===== Provided text =====

From: Alexey Kardashevskiy <aik@ozlabs.ru>
To: Alexander Graf <agraf@suse.de>
Cc: qemu-devel@nongnu.org, qemu-ppc@nongnu.org,
"Paolo Bonzini" <pbonzini@redhat.com>,
"Andreas Färber" <afaerber@suse.de>,
"Paul Mackerras" <paulus@samba.org>,
"David Gibson" <david@gibson.dropbear.id.au>
Subject: Re: [Qemu-devel] [RFC PATCH] spapr: support time base offset migration
Date: Thu, 05 Sep 2013 19:48:25 +1000 [thread overview]
Message-ID: <52285369.1040907@ozlabs.ru> (raw)
In-Reply-To: <350E3728-BF3A-4B43-8E43-2622033970D0@suse.de>
On 09/05/2013 07:16 PM, Alexander Graf wrote:
>
> On 05.09.2013, at 06:54, Alexey Kardashevskiy wrote:
>
>> On 09/05/2013 02:30 PM, David Gibson wrote:
>>> On Tue, Sep 03, 2013 at 05:31:42PM +1000, Alexey Kardashevskiy wrote:
>>>> This allows guests to have a different timebase origin from the host.
>>>>
>>>> This is needed for migration, where a guest can migrate from one host
>>>> to another and the two hosts might have a different timebase origin.
>>>> However, the timebase seen by the guest must not go backwards, and
>>>> should go forwards only by a small amount corresponding to the time
>>>> taken for the migration.
>>>>
>>>> This is only supported for recent POWER hardware which has the TBU40
>>>> (timebase upper 40 bits) register. That includes POWER6, 7, 8 but not
>>>> 970.
>>>>
>>>> This adds kvm_access_one_reg() to access a special register which is not
>>>> in env->spr.
>>>>
>>>> The feature must be present in the host kernel.

===== Entries =====

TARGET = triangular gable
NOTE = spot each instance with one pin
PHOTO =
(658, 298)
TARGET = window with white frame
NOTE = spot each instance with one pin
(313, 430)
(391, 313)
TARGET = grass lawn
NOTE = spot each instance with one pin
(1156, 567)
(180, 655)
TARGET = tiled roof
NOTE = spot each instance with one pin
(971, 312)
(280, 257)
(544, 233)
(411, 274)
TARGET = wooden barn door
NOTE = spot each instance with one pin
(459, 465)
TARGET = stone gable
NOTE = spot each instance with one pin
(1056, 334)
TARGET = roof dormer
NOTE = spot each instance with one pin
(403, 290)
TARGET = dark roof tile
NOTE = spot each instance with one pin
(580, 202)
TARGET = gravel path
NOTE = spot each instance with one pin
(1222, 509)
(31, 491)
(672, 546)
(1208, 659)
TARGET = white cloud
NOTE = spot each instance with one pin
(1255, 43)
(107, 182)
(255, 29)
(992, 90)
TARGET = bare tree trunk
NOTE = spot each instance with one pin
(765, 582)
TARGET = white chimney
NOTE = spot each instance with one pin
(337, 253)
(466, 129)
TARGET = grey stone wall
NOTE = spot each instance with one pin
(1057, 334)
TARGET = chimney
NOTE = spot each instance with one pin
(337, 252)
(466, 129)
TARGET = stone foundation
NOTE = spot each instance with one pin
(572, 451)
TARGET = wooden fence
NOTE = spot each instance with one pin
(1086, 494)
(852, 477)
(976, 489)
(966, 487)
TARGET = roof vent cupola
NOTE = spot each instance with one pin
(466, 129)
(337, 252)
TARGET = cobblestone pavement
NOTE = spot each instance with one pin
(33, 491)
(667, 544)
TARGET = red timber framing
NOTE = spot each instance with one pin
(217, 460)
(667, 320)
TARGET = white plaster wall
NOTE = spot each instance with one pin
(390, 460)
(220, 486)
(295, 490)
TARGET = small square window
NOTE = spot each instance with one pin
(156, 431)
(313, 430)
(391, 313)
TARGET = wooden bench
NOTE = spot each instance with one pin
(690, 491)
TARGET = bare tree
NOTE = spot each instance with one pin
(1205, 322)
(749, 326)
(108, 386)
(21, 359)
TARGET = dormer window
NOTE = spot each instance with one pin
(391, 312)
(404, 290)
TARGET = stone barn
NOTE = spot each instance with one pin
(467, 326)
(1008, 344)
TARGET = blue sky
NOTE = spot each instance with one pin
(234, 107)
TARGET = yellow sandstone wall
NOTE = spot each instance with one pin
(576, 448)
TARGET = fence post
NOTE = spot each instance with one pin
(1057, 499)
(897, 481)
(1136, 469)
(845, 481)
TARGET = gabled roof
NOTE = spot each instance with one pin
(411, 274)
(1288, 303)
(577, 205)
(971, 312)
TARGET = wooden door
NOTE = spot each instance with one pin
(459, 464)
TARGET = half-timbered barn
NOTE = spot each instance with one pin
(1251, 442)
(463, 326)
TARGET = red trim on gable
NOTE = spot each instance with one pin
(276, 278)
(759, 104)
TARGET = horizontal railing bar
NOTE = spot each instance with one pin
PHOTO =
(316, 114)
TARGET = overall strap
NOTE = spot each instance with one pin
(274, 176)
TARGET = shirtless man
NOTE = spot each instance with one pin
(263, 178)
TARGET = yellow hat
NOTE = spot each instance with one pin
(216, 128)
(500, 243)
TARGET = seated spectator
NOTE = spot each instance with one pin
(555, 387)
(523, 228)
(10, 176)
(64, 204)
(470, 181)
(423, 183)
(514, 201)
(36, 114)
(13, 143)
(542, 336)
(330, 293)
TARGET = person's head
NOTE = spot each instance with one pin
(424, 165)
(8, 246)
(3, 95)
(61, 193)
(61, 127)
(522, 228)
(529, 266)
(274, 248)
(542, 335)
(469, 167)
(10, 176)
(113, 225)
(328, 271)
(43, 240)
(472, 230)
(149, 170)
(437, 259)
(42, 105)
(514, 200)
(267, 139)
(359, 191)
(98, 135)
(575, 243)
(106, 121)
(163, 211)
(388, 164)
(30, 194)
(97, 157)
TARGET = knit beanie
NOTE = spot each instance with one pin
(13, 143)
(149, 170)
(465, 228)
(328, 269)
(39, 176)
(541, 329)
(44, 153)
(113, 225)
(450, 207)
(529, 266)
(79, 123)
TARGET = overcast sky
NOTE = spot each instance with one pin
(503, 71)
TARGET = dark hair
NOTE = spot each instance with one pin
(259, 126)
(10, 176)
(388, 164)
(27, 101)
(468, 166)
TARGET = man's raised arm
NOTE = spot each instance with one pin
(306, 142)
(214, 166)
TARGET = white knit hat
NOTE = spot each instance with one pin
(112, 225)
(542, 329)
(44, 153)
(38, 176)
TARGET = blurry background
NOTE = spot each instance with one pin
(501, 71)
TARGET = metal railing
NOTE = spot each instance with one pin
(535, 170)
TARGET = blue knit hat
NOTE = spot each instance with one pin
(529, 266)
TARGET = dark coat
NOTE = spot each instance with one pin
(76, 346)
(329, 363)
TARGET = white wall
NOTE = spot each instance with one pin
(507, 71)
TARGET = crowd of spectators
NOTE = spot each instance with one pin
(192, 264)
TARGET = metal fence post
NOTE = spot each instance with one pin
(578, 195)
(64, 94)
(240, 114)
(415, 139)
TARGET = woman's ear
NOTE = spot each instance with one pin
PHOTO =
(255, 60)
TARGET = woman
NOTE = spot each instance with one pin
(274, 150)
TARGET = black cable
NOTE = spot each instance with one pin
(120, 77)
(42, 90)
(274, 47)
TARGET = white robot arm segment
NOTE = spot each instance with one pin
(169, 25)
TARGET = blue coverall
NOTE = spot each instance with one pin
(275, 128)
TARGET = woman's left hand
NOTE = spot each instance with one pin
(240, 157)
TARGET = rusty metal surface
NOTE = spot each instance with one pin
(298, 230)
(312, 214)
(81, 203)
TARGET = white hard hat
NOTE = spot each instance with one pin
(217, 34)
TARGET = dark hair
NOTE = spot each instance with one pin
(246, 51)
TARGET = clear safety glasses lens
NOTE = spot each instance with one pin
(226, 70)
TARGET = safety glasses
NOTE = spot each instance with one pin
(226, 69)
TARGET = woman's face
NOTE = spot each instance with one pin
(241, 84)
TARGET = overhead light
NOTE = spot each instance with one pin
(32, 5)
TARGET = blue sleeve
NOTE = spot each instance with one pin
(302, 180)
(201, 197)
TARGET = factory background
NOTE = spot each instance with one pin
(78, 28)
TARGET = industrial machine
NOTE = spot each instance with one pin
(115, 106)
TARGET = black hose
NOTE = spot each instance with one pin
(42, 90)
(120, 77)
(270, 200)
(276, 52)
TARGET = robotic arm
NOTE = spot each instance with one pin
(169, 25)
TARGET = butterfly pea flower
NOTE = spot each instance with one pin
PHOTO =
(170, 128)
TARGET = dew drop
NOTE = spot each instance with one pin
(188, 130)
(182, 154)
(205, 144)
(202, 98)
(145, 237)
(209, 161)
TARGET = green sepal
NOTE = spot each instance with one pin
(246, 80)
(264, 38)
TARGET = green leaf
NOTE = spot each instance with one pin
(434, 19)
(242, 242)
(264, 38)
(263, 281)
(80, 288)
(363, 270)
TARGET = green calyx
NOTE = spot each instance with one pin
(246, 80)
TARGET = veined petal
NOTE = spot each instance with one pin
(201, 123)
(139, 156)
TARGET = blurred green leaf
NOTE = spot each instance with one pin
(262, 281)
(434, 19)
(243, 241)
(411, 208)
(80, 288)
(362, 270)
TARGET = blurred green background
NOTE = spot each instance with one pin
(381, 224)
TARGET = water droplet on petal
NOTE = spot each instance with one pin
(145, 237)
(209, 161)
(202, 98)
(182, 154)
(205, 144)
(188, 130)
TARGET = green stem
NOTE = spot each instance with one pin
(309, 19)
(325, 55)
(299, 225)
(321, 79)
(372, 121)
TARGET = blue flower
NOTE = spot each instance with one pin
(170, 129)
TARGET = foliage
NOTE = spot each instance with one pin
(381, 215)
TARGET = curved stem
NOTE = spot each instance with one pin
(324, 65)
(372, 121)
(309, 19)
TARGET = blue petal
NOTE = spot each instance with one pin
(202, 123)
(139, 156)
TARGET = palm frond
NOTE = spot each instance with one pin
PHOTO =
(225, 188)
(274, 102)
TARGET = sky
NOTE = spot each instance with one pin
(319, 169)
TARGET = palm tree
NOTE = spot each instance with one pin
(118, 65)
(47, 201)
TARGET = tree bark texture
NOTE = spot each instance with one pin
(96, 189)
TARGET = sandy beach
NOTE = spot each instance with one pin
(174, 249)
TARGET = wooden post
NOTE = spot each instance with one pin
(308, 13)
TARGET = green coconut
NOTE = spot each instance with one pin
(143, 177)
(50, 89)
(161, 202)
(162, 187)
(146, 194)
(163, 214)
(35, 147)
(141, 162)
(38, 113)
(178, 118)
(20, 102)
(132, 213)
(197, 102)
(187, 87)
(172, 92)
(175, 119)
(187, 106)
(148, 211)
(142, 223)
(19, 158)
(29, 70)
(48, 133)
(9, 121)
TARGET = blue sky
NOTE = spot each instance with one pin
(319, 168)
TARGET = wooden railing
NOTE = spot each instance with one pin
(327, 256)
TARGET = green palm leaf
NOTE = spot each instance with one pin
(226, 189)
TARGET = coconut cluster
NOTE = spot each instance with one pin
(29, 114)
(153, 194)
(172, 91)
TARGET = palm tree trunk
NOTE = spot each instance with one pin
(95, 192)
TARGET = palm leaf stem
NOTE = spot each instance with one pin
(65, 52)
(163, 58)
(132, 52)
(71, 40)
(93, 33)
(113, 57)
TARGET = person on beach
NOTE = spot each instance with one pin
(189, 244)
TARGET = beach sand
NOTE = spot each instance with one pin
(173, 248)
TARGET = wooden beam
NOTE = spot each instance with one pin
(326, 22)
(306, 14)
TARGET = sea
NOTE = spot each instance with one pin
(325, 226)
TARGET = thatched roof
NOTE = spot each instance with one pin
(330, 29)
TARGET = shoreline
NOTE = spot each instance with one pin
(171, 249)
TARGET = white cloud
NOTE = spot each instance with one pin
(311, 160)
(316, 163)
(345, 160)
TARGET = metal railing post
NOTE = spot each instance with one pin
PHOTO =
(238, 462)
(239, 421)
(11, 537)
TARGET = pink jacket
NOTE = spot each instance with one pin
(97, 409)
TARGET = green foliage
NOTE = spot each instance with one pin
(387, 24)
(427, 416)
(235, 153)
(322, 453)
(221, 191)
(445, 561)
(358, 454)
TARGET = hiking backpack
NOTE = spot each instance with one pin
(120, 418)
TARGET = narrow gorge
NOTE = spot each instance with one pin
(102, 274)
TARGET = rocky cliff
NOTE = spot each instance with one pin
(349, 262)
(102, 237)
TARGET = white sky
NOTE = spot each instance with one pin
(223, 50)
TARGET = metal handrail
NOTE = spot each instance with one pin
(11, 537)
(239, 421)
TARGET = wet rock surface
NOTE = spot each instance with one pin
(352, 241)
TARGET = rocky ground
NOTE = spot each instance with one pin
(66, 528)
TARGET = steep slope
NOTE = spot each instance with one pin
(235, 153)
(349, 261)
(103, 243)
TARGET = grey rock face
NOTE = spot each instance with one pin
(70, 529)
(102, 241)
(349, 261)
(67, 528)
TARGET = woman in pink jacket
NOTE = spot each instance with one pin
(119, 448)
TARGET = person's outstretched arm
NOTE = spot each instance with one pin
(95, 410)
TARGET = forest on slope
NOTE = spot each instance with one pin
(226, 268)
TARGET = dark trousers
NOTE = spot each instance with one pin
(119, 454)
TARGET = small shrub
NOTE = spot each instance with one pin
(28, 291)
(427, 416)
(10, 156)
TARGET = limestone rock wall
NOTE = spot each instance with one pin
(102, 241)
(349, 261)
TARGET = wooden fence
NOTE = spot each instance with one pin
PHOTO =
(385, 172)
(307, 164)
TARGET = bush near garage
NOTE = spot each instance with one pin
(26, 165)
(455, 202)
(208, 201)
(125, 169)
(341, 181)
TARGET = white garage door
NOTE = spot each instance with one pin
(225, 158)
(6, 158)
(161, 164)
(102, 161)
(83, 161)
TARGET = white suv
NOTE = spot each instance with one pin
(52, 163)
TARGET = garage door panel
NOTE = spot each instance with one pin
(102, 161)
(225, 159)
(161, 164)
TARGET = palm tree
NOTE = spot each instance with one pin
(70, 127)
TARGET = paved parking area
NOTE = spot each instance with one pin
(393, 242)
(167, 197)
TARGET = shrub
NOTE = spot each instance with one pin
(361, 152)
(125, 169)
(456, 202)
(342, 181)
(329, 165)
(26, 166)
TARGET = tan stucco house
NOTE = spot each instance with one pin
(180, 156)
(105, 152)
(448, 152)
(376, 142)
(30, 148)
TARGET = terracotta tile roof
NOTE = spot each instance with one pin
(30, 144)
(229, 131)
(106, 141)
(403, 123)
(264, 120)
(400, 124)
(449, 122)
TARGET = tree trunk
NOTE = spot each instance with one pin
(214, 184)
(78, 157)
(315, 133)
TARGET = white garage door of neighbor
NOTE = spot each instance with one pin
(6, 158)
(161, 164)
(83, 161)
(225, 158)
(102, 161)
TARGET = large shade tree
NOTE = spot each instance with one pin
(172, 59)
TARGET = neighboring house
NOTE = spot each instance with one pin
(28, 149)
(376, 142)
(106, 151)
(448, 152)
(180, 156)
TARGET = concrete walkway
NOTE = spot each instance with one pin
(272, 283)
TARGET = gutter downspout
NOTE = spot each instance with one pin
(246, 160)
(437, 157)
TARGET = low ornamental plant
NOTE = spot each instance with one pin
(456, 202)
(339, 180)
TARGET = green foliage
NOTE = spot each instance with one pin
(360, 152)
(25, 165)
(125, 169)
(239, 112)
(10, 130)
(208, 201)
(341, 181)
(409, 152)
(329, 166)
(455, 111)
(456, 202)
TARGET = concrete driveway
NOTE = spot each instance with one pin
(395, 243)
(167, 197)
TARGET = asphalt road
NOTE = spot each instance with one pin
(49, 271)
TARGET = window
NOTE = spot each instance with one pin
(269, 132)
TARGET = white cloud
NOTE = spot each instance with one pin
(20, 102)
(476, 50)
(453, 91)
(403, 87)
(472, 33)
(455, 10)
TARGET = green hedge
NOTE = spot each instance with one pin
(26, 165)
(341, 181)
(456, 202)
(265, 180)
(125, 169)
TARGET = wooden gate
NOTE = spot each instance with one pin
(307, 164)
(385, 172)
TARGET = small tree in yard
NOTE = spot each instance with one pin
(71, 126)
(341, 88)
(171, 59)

=====

◆ Tasks to perform:
1. In the timebase migration email, what does the TBU40 register's name stand for?
2. Please list every recipient on the Cc line of the timebase migration email, with their addresses.
3. Pick up the timebase migration email after its last line and carry it on.

◆ Answers:
1. Timebase upper 40 bits.

2.
qemu-devel@nongnu.org
qemu-ppc@nongnu.org
Paolo Bonzini <pbonzini@redhat.com>
Andreas Färber <afaerber@suse.de>
Paul Mackerras <paulus@samba.org>
David Gibson <david@gibson.dropbear.id.au>

3.
>>>>
>>>> Signed-off-by: Alexey Kardashevskiy <aik@ozlabs.ru>
>>>> ---
>>>>
>>>> This is an RFC but not a final patch. Can break something but I just do not see what.
>>>>
>>>> ---
>>>> hw/ppc/ppc.c | 49 +++++++++++++++++++++++++++++++++++++++++++++++++
>>>> include/hw/ppc/ppc.h | 4 ++++
>>>> target-ppc/kvm.c | 23 +++++++++++++++++++++++
>>>> target-ppc/machine.c | 44 ++++++++++++++++++++++++++++++++++++++++++++
>>>> trace-events | 3 +++
>>>> 5 files changed, 123 insertions(+)
>>>>
>>>> diff --git a/hw/ppc/ppc.c b/hw/ppc/ppc.c
>>>> index 1e3cab3..7d08c9a 100644
>>>> --- a/hw/ppc/ppc.c
>>>> +++ b/hw/ppc/ppc.c
>>>> @@ -31,6 +31,7 @@
>>>> #include "hw/loader.h"
>>>> #include "sysemu/kvm.h"
>>>> #include "kvm_ppc.h"
>>>> +#include "trace.h"
>>>>
>>>> //#define PPC_DEBUG_IRQ
>>>> #define PPC_DEBUG_TB
>>>> @@ -796,6 +797,54 @@ static void cpu_ppc_set_tb_clk (void *opaque, uint32_t freq)
>>>> cpu_ppc_store_purr(cpu, 0x0000000000000000ULL);
>>>> }
>>>>
>>>> +/*
>>>> + * Calculate timebase on the destination side of migration
>>>
>>>> + * We calculate new timebase offset as shown below:
>>>> + * 1) Gtb2 = Gtb1 + max(tod2 - tod1, 0)
>>>> + * Gtb2 = tb2 + off2
>>>> + * Gtb1 = tb1 + off1
>>>> + * 2) tb2 + off2 = tb1 + off1 + max(tod2 - tod1, 0)
>>>> + * 3) off2 = tb1 - tb2 + off1 + max(tod2 - tod1, 0)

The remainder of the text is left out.